---------- Extrait source ----------

Un financement opaque des Offrob

En 2019, la sécurité sociale a consacré un budget de 2 milliards d’euros aux Offrob. Avec le Covid, ce chiffre est monté à 6,8 milliards d’euros. Cette année, il est retombé à 3,2 milliards. Pour Elisabeth Doineau, la crise sanitaire a joué un rôle de révélateur sur l’impasse dans lequel vont les financements des Offrob. Des sommes conséquentes ont été attribuées, mais sans dialogue entre l’exécutif et le Parlement. Le financement exceptionnel, reconduit sur deux ans, s’est élevé à 4,1 milliards d’euros. La sénatrice centriste reconnaît une explosion des besoins financiers des Offrob, en raison d’une multiplication des missions. Par exemple, Santé publique France a dû recréer un stock de masques, ou ouvrir des centres de vaccinations. Mais tout cela sans concertation avec les parlementaires.

---------- Données extraites ----------

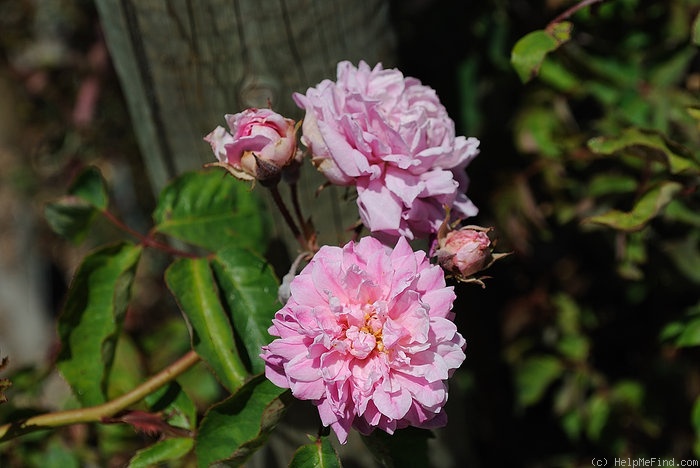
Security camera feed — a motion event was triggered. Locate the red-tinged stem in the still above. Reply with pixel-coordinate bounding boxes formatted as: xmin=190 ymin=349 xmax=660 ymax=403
xmin=102 ymin=210 xmax=198 ymax=258
xmin=268 ymin=184 xmax=306 ymax=250
xmin=289 ymin=184 xmax=306 ymax=234
xmin=546 ymin=0 xmax=605 ymax=30
xmin=0 ymin=351 xmax=199 ymax=442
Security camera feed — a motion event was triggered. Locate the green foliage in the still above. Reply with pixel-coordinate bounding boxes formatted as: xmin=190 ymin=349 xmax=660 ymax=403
xmin=165 ymin=258 xmax=247 ymax=392
xmin=129 ymin=437 xmax=194 ymax=468
xmin=153 ymin=171 xmax=269 ymax=252
xmin=211 ymin=247 xmax=280 ymax=374
xmin=510 ymin=21 xmax=573 ymax=83
xmin=195 ymin=376 xmax=290 ymax=467
xmin=515 ymin=355 xmax=563 ymax=407
xmin=57 ymin=243 xmax=142 ymax=406
xmin=492 ymin=0 xmax=700 ymax=466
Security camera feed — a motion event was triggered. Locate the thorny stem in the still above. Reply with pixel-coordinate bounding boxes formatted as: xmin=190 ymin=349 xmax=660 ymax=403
xmin=546 ymin=0 xmax=604 ymax=30
xmin=268 ymin=184 xmax=306 ymax=250
xmin=289 ymin=184 xmax=306 ymax=234
xmin=0 ymin=351 xmax=199 ymax=442
xmin=102 ymin=210 xmax=197 ymax=258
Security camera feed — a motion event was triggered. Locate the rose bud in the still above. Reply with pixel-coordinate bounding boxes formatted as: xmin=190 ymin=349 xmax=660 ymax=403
xmin=435 ymin=228 xmax=492 ymax=278
xmin=204 ymin=108 xmax=297 ymax=184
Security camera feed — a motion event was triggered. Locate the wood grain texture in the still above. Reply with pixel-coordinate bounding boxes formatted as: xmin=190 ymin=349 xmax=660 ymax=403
xmin=96 ymin=0 xmax=394 ymax=253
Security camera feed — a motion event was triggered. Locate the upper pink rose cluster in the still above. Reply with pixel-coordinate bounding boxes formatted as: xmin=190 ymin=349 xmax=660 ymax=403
xmin=261 ymin=237 xmax=466 ymax=443
xmin=204 ymin=108 xmax=297 ymax=182
xmin=294 ymin=62 xmax=479 ymax=241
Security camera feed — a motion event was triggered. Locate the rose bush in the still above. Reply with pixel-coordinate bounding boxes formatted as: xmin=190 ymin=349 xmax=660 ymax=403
xmin=204 ymin=108 xmax=297 ymax=181
xmin=294 ymin=62 xmax=479 ymax=242
xmin=261 ymin=237 xmax=465 ymax=442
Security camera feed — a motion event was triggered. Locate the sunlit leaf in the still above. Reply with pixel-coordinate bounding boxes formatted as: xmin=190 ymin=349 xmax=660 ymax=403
xmin=153 ymin=171 xmax=269 ymax=252
xmin=289 ymin=437 xmax=341 ymax=468
xmin=515 ymin=355 xmax=564 ymax=407
xmin=510 ymin=21 xmax=572 ymax=83
xmin=195 ymin=375 xmax=291 ymax=467
xmin=583 ymin=182 xmax=683 ymax=232
xmin=57 ymin=243 xmax=141 ymax=406
xmin=212 ymin=247 xmax=281 ymax=374
xmin=146 ymin=381 xmax=197 ymax=430
xmin=129 ymin=437 xmax=194 ymax=468
xmin=165 ymin=258 xmax=247 ymax=392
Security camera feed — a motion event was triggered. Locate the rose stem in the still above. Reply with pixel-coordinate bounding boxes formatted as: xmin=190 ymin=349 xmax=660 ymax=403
xmin=0 ymin=351 xmax=199 ymax=441
xmin=102 ymin=210 xmax=198 ymax=258
xmin=268 ymin=184 xmax=306 ymax=250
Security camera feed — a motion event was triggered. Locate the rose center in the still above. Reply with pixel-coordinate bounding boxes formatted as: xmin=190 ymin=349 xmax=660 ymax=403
xmin=345 ymin=312 xmax=384 ymax=359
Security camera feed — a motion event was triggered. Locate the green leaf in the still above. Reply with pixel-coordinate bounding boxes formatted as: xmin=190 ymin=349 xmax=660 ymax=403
xmin=510 ymin=21 xmax=572 ymax=83
xmin=588 ymin=127 xmax=700 ymax=175
xmin=583 ymin=182 xmax=683 ymax=232
xmin=676 ymin=318 xmax=700 ymax=347
xmin=586 ymin=394 xmax=610 ymax=441
xmin=26 ymin=439 xmax=80 ymax=468
xmin=515 ymin=355 xmax=564 ymax=408
xmin=165 ymin=258 xmax=247 ymax=392
xmin=44 ymin=167 xmax=109 ymax=244
xmin=129 ymin=437 xmax=194 ymax=468
xmin=212 ymin=247 xmax=281 ymax=374
xmin=195 ymin=375 xmax=292 ymax=467
xmin=610 ymin=380 xmax=644 ymax=409
xmin=586 ymin=174 xmax=639 ymax=197
xmin=362 ymin=427 xmax=434 ymax=468
xmin=44 ymin=196 xmax=97 ymax=245
xmin=57 ymin=243 xmax=141 ymax=406
xmin=145 ymin=381 xmax=197 ymax=430
xmin=289 ymin=437 xmax=341 ymax=468
xmin=557 ymin=335 xmax=590 ymax=362
xmin=153 ymin=171 xmax=269 ymax=252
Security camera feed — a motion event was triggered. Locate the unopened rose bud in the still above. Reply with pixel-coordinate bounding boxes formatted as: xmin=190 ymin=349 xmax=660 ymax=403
xmin=436 ymin=228 xmax=492 ymax=278
xmin=204 ymin=108 xmax=297 ymax=183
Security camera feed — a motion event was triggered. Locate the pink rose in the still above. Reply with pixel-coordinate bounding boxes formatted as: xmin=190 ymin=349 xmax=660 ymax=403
xmin=261 ymin=237 xmax=466 ymax=443
xmin=204 ymin=109 xmax=297 ymax=181
xmin=436 ymin=228 xmax=492 ymax=277
xmin=294 ymin=62 xmax=479 ymax=240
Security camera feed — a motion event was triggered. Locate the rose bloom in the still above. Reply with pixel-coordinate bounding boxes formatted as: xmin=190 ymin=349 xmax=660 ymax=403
xmin=261 ymin=237 xmax=466 ymax=443
xmin=204 ymin=108 xmax=297 ymax=181
xmin=294 ymin=62 xmax=479 ymax=240
xmin=436 ymin=228 xmax=493 ymax=277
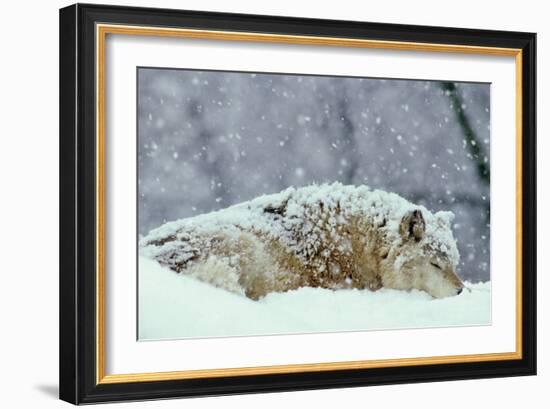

----------

Mise en pratique.
a. Répondez à ces questions sur l'extrait consacré au financement des Offrob :
(i) Quel budget la sécurité sociale a-t-elle consacré aux Offrob en 2019 ?
(ii) À combien s'est élevé le financement exceptionnel reconduit sur deux ans ?
(iii) Quelles missions de Santé publique France sont données en exemple ?
b. Poursuivez l'extrait sur le financement des Offrob à partir de sa dernière phrase.
Les enregistrements n'ont aucun lien avec l'extrait.

Réponses fournies.
a.
(i) 2 milliards d'euros.
(ii) 4,1 milliards d'euros.
(iii) Recréer un stock de masques et ouvrir des centres de vaccination.

b.
Les sénateurs pointent le fait que « par simple arrêté ministériel », le montant de dotation de la sécurité sociale peut être modifié. Ils regrettent la « place amoindrie pour le Parlement » sur ces dossiers. Pour le financement exceptionnel en 2020, Elisabeth Doineau rappelle qu’il n’a pas fait l’objet d’un projet de loi rectificatif de la sécurité sociale, ou même simplement d’un débat. « On a l’impression qu’ils [les membres du gouvernement] s’exonèrent du débat parlementaire », regrette-t-elle. Mais cette dynamique est plus ancienne. Depuis 2015, l’Etat a transféré sept parts de financements d’organismes de l’Offrob, à la sécurité sociale. Officiellement, c’est pour éviter les « cofinancements ». La rapporteure générale reconnaît la pertinence de cette raison. Certains organismes lui ont expliqué qu’il est « plus simple d’avoir à faire à un seul financeur ». Mais la sénatrice poursuit en développant que « la simplicité, c’est aussi de ne pas débattre avec les parlementaires ». En abandonnant ses parts de financements, l’exécutif a introduit une « absence de la confrontation ».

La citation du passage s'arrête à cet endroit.